EXCERPT TO READ
◇ ◇ ◇

Challenge Overview
Challenge Objectives
In this challenge you will be developing a model to detect the anomalies in Supervisory Control and Data Acquisition (SCADA) data using unsupervised machine learning.
Project Background
The project focuses on improving the overall productivity of the Wind Turbine Generators (WTG) by evaluating the condition of the internal components, anomalous behaviour, and risk of failure. This challenge is a part of a large data science project WTG Predictive Asset Management (PAM), Topcoder is proud to be a part of. Taking part in this competition you do not only get a chance to work on an important real-world problem, and win good prizes, but you also contribute to the future well-being of our planet.
Customer is planning to improve the overall productivity by identifying any anomalous behavior then corrective actions thereby avoid failures which leads to downtime . The idea is to identify Components tend to show anomalous behavior due to various factors like deterioration of health, Load, wear and tear etc.
Anomaly is defined as any deviation from the reference. It is important to analyze the anomalous behavior and the root cause for the anomaly. Once the root cause is known then corrective actions can be carried out to avoid failures.
The project aims to capture the anomaly detection at Component , Subcomponent , system level, turbine ( WTG) level for that turbine.( Check output format) .

◇ ◇ ◇

RECORDS FOR THE EXERCISE
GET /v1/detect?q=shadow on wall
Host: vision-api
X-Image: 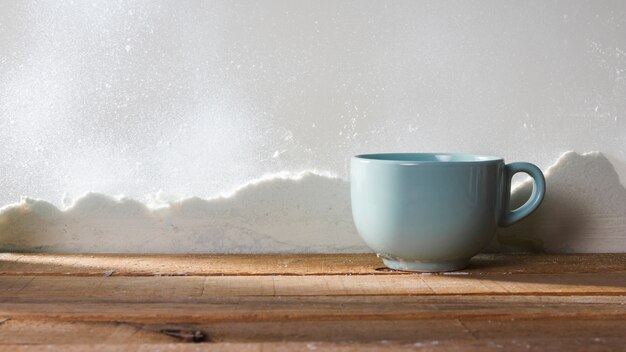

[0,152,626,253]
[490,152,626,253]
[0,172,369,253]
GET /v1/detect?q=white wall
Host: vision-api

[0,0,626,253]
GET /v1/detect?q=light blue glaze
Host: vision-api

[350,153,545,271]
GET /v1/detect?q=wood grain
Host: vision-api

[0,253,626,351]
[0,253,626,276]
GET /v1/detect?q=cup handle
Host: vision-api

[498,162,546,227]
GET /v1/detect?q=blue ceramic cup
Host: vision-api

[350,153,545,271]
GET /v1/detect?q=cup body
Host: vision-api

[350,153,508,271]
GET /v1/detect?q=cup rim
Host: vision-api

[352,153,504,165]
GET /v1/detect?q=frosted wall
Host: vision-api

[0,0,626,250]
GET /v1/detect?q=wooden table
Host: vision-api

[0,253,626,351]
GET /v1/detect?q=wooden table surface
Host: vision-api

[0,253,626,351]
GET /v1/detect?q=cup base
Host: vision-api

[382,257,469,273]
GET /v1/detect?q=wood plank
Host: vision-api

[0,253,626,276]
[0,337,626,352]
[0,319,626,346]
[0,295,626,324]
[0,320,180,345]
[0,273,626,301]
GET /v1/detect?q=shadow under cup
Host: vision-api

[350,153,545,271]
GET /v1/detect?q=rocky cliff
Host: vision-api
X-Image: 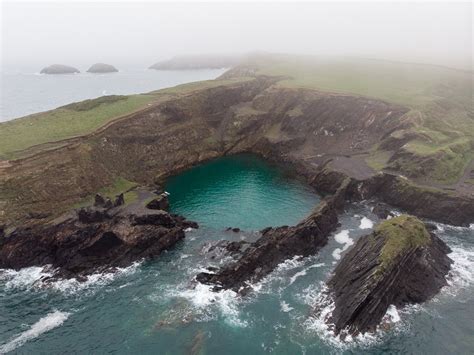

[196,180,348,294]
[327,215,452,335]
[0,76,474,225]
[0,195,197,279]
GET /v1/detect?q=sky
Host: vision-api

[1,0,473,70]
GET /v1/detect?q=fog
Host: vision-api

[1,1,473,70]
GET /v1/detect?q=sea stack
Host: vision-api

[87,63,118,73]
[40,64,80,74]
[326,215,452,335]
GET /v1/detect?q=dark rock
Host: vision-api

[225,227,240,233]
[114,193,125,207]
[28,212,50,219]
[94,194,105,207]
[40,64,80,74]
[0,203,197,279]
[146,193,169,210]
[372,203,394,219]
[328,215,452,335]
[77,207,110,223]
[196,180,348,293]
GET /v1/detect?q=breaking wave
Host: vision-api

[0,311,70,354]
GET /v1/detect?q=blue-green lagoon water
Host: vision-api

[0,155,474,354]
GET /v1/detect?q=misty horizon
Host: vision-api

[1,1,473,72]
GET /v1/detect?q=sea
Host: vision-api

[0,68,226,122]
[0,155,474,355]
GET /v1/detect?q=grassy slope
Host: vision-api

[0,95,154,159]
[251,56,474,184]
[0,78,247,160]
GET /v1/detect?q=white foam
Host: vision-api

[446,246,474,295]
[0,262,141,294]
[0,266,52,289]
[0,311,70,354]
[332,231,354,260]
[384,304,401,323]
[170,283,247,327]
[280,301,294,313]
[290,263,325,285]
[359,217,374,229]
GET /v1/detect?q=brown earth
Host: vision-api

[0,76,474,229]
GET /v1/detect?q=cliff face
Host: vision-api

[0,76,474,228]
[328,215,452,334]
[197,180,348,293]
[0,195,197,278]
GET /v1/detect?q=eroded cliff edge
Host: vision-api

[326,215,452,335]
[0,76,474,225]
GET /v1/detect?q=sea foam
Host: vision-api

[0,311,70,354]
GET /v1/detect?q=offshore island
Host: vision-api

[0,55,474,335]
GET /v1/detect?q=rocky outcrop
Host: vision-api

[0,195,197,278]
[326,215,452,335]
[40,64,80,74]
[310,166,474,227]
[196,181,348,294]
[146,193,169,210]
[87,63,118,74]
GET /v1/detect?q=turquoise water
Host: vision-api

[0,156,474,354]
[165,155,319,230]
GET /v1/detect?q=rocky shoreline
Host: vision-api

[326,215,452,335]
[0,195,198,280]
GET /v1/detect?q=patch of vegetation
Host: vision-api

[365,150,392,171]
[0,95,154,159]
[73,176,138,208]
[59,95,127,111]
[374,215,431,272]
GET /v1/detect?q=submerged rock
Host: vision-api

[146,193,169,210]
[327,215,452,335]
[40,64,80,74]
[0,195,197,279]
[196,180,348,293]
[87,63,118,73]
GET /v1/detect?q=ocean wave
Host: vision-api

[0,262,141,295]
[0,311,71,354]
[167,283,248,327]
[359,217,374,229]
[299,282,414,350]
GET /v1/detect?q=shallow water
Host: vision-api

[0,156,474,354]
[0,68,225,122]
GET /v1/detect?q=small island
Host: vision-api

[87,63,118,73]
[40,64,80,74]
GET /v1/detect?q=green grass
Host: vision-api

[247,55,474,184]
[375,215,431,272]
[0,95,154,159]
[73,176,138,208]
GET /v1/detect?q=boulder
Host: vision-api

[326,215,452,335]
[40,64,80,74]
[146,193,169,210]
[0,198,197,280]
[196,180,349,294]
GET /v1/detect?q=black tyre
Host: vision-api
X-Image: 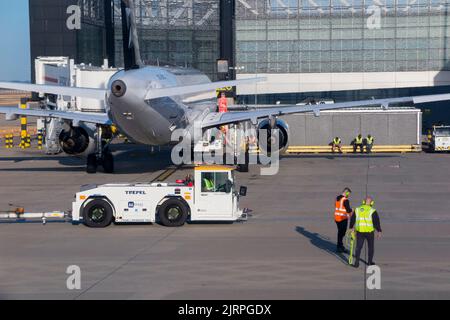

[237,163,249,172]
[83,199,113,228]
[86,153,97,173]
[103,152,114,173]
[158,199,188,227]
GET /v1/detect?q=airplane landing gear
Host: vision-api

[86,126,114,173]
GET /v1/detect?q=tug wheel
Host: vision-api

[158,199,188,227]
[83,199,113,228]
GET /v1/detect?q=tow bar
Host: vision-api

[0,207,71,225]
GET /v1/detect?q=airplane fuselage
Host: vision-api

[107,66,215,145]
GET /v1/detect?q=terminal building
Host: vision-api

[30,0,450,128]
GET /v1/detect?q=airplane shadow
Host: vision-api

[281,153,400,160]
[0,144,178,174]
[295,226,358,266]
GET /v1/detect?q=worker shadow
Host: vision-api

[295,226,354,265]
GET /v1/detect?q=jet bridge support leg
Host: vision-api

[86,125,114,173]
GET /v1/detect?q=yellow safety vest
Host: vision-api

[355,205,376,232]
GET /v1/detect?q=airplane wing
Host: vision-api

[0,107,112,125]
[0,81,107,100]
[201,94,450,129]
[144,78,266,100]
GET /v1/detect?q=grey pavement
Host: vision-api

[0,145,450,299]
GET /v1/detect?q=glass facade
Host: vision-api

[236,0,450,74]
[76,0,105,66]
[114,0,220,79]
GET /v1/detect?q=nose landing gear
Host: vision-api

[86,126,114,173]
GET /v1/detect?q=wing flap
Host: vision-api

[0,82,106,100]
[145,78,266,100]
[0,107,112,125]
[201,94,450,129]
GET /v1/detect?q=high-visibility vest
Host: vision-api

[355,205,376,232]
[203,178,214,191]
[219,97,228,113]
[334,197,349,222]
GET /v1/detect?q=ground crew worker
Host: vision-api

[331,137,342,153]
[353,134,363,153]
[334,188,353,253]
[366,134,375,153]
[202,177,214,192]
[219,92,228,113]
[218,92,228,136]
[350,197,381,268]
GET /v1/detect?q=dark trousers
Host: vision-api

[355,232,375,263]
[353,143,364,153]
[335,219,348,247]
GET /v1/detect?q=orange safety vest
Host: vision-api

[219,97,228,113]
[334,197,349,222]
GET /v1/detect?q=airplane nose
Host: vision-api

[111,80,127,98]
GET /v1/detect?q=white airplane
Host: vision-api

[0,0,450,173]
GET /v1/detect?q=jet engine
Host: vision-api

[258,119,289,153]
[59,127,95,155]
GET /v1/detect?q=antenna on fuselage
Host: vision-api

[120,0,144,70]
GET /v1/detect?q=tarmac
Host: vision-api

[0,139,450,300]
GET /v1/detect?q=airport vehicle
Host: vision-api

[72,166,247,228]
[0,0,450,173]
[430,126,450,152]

◇ ◇ ◇

CHALLENGE 1
Based on the challenge overview, decide whether each statement below is true. Answer yes or no for each, quoting the deciding words exactly.
(a) The model is to detect anomalies in SCADA data using unsupervised machine learning.
(b) The project aims to capture anomaly detection only at the turbine level.
(c) The challenge belongs to a larger project called WTG Predictive Asset Management (PAM).
CHALLENGE 2
Reproduce the entries from the line with "GET /v1/detect?q=cup handle" up to and including the line with "[0,0,626,250]", requests included. Multiply every bounding-box coordinate in the answers by 2.1, rounding to whole numbers with halves rounded up.
The entries are unrelated to the challenge overview.

OUTPUT 1
(a) Yes: "detect the anomalies in Supervisory Control and Data Acquisition (SCADA) data using unsupervised machine learning"
(b) No: "at Component , Subcomponent , system level, turbine ( WTG) level"
(c) Yes: "This challenge is a part of a large data science project WTG Predictive Asset Management (PAM)"

OUTPUT 2
GET /v1/detect?q=cup handle
Host: vision-api

[1046,340,1147,477]
GET /v1/detect?q=blue ceramic cup
Host: vision-api

[735,321,1145,569]
GET /v1/detect?q=cup body
Host: vision-api

[735,321,1067,569]
GET /v1/detect?q=cup rim
Host: vision-api

[739,321,1058,347]
GET /v1/detect?q=frosted wall
Host: vision-api

[0,0,1315,525]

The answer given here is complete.